## Description of the task
State how many lines of the records contain the string "side", giving only the number.

## Provided data
########

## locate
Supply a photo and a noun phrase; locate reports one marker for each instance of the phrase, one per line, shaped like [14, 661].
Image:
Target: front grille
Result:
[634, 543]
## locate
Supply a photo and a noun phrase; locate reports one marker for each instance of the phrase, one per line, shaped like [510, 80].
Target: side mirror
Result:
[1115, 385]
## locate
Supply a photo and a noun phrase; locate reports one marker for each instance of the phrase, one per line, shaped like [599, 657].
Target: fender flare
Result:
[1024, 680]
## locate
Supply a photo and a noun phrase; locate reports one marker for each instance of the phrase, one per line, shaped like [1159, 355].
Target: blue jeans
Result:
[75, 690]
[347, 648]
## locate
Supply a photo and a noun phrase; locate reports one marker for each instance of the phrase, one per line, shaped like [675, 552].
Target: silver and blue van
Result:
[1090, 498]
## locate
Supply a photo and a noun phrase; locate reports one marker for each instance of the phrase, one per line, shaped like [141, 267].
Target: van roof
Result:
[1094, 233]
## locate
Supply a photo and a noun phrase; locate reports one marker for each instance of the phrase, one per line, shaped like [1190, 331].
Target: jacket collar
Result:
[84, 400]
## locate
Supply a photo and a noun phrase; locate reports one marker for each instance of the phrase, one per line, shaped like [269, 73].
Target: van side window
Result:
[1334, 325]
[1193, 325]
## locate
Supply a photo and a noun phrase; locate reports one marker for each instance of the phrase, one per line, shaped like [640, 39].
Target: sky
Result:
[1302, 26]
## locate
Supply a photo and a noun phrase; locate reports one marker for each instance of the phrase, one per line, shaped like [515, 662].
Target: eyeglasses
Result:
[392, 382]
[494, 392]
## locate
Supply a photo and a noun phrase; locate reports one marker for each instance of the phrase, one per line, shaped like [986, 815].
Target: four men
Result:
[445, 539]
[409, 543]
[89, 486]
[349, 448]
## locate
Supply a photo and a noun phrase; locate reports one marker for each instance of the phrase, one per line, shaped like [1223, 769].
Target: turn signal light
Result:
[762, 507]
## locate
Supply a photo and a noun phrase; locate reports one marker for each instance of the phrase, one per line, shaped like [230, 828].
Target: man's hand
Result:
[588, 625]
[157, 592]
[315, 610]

########

## Solved problem
2